### Request
Exactly reproduce the lines from the one containing "find the distant hill" through the last line of the data, both ends included, leaving out pictures.

### Provided data
━━━
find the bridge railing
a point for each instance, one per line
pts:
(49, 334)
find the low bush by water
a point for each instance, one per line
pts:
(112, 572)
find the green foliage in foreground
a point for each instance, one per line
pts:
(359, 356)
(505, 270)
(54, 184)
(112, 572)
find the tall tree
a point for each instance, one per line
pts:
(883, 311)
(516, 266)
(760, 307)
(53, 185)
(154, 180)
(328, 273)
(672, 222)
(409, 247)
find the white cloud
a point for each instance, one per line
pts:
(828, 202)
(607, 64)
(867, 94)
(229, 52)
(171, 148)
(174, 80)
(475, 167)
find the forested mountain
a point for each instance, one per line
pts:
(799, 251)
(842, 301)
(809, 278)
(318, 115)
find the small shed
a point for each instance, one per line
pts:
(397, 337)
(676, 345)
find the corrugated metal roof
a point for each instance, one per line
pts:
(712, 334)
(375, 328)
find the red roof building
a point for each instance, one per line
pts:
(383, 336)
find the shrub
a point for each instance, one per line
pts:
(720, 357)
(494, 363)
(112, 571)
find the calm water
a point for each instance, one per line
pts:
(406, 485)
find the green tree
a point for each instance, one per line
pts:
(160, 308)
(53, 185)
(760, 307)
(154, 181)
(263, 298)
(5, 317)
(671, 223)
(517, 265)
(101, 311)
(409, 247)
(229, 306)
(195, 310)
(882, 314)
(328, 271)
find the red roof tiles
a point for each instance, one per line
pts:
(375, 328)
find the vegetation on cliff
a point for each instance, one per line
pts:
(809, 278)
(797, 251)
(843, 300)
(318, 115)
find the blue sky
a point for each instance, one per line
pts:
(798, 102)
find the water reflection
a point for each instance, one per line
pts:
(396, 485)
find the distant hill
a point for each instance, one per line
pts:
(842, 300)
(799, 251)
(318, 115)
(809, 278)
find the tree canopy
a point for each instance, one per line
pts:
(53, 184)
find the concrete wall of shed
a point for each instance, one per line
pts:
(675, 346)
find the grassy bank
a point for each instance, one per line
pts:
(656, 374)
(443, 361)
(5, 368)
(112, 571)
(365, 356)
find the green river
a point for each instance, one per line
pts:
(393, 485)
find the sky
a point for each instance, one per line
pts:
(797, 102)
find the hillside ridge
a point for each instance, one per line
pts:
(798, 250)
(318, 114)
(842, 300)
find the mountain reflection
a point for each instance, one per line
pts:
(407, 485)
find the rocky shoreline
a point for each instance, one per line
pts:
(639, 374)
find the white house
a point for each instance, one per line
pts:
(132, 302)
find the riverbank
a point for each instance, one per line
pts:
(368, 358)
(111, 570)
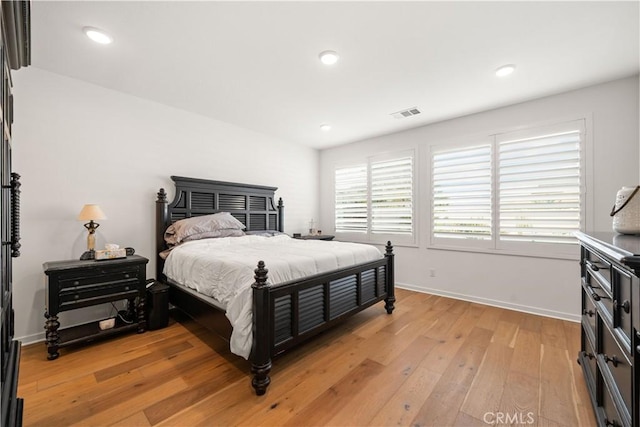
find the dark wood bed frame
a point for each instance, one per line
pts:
(284, 314)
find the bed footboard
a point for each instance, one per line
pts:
(286, 314)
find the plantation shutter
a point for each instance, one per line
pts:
━━━
### Worked answer
find the distant hill
a point for each instance, one per line
pts:
(842, 300)
(799, 251)
(318, 115)
(809, 278)
find the tree canopy
a point for each instance, one per line
pts:
(53, 184)
find the concrete wall of shed
a point for each instance, one per line
pts:
(675, 346)
find the grassy bank
a point for each instance, one per line
pts:
(656, 374)
(443, 361)
(5, 368)
(112, 571)
(365, 356)
find the green river
a point for each instance, one per line
pts:
(393, 485)
find the sky
a point for each instance, one per line
pts:
(797, 102)
find the hillside ridge
a point for each instance, one per line
pts:
(798, 250)
(318, 114)
(842, 300)
find the mountain reflection
a point for each instance, one per line
pts:
(407, 485)
find the rocky shoreline
a point for each instance, one per line
pts:
(639, 374)
find the white house
a point for each instance, one per line
pts:
(132, 302)
find the riverbank
a point for each instance, one per line
pts:
(368, 358)
(111, 570)
find the dark wood bed frame
a point for each instance, one per line
pts:
(284, 314)
find the bed footboard
a point for each instance, one per line
pts:
(286, 314)
find the plantation shutter
a point for each instance, one per line
pts:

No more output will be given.